▶ Required task:
A faithful transcription of all the data is required.

### Extracted records

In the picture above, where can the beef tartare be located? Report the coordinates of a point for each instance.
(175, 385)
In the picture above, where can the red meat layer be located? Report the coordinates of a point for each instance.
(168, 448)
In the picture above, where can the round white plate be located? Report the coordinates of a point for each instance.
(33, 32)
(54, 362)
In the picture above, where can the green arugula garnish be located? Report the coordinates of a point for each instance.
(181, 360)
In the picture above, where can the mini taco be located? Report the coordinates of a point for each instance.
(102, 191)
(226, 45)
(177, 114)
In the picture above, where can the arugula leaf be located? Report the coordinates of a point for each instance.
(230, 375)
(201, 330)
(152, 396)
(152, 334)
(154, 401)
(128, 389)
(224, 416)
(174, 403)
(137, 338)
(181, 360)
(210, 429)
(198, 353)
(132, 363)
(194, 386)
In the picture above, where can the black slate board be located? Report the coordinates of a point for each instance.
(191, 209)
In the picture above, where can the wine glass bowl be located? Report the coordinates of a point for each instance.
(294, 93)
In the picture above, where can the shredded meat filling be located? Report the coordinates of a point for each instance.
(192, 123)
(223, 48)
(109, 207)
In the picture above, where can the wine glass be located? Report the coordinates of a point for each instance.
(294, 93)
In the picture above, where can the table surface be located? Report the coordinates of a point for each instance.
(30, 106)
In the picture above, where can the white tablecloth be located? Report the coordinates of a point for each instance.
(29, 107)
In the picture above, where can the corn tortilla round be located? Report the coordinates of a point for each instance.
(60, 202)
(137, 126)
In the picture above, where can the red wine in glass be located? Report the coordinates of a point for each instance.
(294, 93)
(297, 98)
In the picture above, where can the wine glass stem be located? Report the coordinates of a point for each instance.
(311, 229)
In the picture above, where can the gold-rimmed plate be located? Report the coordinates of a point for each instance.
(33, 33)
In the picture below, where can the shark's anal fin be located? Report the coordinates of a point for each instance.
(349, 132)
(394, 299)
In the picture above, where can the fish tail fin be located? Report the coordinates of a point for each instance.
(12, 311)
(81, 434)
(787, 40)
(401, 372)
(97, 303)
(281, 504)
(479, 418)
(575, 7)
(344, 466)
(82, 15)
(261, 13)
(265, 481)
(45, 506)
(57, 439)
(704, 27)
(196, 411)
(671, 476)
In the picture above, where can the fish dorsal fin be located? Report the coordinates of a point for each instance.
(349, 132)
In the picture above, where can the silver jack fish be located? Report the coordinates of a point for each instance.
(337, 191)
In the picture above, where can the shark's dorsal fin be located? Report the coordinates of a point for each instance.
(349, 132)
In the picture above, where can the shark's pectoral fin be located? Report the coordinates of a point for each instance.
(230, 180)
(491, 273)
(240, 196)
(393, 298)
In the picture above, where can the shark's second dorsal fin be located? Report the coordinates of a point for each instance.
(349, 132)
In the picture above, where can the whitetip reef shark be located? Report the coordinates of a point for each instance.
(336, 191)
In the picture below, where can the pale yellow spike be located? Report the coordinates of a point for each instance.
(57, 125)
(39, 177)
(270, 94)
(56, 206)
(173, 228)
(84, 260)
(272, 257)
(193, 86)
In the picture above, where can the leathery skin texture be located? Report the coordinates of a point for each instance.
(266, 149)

######

▶ Written response:
In the picture above, where can the beef tartare be located? Report the coordinates of a point for each instance.
(175, 385)
In the picture above, where can the red meat layer be located? Report the coordinates of a point for each instance.
(168, 448)
In the picture above, where can the round white plate be located? Report the coordinates of a point for each instance.
(33, 32)
(54, 362)
In the picture above, where can the green arugula garnish be located? Report the coordinates of a point for each instance.
(181, 360)
In the picture above, where can the mini taco be located? Report the coordinates of a point for each instance.
(102, 191)
(226, 45)
(177, 114)
In the picture above, where can the arugula leaf be located? Report the coordinates of a point for each instance.
(230, 375)
(201, 330)
(152, 396)
(152, 334)
(154, 401)
(128, 389)
(224, 416)
(174, 403)
(137, 338)
(181, 360)
(210, 429)
(198, 353)
(132, 363)
(194, 386)
In the picture above, where can the black slate board be located? Report the coordinates of a point for each instance.
(191, 209)
In the picture above, where can the wine glass bowl be located? Report the coordinates of a point for each instance.
(294, 93)
In the picture above, where can the shredded meat filling be located? Report the coordinates of a point for each instance.
(192, 123)
(223, 48)
(109, 207)
In the picture above, where can the wine glass be located? Report the coordinates of a point for each instance.
(294, 93)
In the picture above, where can the table surface be located? Report the coordinates of a point for each instance.
(30, 106)
In the picture above, where can the white tablecloth be located? Report the coordinates of a point for each instance.
(29, 107)
In the picture above, where can the corn tortilla round be located? Report the coordinates of a point for each instance.
(60, 202)
(137, 126)
In the picture above, where can the red wine in glass be located? Report the coordinates of a point for each instance.
(294, 93)
(297, 98)
In the picture above, where can the wine glass stem be located? Report the coordinates of a point for each instance.
(311, 229)
In the picture above, where can the gold-rimmed plate be located? Report the coordinates of a point for each instance.
(33, 33)
In the picture below, where can the shark's anal fin be located? Report the coordinates of a point for each instance.
(349, 132)
(394, 299)
In the picture above, where can the fish tail fin be located? Report the coordinates of a point for each instance.
(12, 311)
(81, 434)
(787, 40)
(401, 372)
(97, 303)
(281, 504)
(479, 418)
(575, 7)
(344, 466)
(82, 15)
(261, 13)
(265, 481)
(45, 506)
(57, 439)
(704, 27)
(196, 411)
(671, 476)
In the picture above, where can the fish dorsal fin be located? Report the coordinates of a point for each instance.
(349, 132)
In the picture above, where can the silver jack fish be located? Report the coordinates of a point for each instance.
(337, 191)
In the picture above, where can the shark's dorsal fin be located? Report the coordinates of a point for each instance.
(349, 132)
In the picture above, where can the shark's pectoral fin be located? Report the coordinates of a point for each instance.
(230, 180)
(491, 273)
(240, 196)
(393, 298)
In the picture above, where can the shark's second dorsal fin be located? Report the coordinates of a point for each instance.
(349, 132)
In the picture above, where can the whitetip reef shark be located? Report the coordinates of a point for each instance.
(336, 191)
In the picture below, where can the pale yellow spike be located? Report the coordinates of a point for each instance.
(57, 125)
(39, 177)
(270, 94)
(56, 206)
(173, 228)
(84, 260)
(272, 257)
(193, 86)
In the picture above, where can the leathery skin texture be located? Report the coordinates of a point for each instance.
(266, 149)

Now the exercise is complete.